## AUFGABENSTELLUNG:
Stelle jede Zeile des folgenden Materials als Markdown-Tabelle mit den Spalten „Nr“ für die fortlaufende Zeilennummer und „Zeile“ für den Zeileninhalt dar. Leere Zeilen werden dabei weggelassen.

## AUFGEFÜHRTE EINTRÄGE:
----------

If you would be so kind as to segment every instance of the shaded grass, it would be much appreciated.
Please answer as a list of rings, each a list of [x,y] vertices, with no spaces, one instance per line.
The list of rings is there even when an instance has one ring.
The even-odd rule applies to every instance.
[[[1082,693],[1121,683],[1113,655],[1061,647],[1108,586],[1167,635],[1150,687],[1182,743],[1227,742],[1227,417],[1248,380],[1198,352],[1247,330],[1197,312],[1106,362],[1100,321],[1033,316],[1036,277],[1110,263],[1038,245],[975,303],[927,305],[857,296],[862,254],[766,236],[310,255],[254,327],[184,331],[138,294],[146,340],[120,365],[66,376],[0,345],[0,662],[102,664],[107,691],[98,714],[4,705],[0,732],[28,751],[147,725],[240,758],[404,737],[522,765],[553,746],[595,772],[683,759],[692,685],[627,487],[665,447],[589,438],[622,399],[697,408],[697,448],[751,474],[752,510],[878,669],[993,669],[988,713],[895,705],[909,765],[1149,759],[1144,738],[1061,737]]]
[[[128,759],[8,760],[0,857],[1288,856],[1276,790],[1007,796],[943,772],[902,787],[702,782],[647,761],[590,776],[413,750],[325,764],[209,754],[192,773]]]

----------

## ANTWORT ZUR AUFGABE:
| Nr | Zeile |
|---|---|
| 1 | If you would be so kind as to segment every instance of the shaded grass, it would be much appreciated. |
| 2 | Please answer as a list of rings, each a list of [x,y] vertices, with no spaces, one instance per line. |
| 3 | The list of rings is there even when an instance has one ring. |
| 4 | The even-odd rule applies to every instance. |
| 5 | [[[1082,693],[1121,683],[1113,655],[1061,647],[1108,586],[1167,635],[1150,687],[1182,743],[1227,742],[1227,417],[1248,380],[1198,352],[1247,330],[1197,312],[1106,362],[1100,321],[1033,316],[1036,277],[1110,263],[1038,245],[975,303],[927,305],[857,296],[862,254],[766,236],[310,255],[254,327],[184,331],[138,294],[146,340],[120,365],[66,376],[0,345],[0,662],[102,664],[107,691],[98,714],[4,705],[0,732],[28,751],[147,725],[240,758],[404,737],[522,765],[553,746],[595,772],[683,759],[692,685],[627,487],[665,447],[589,438],[622,399],[697,408],[697,448],[751,474],[752,510],[878,669],[993,669],[988,713],[895,705],[909,765],[1149,759],[1144,738],[1061,737]]] |
| 6 | [[[128,759],[8,760],[0,857],[1288,856],[1276,790],[1007,796],[943,772],[902,787],[702,782],[647,761],[590,776],[413,750],[325,764],[209,754],[192,773]]] |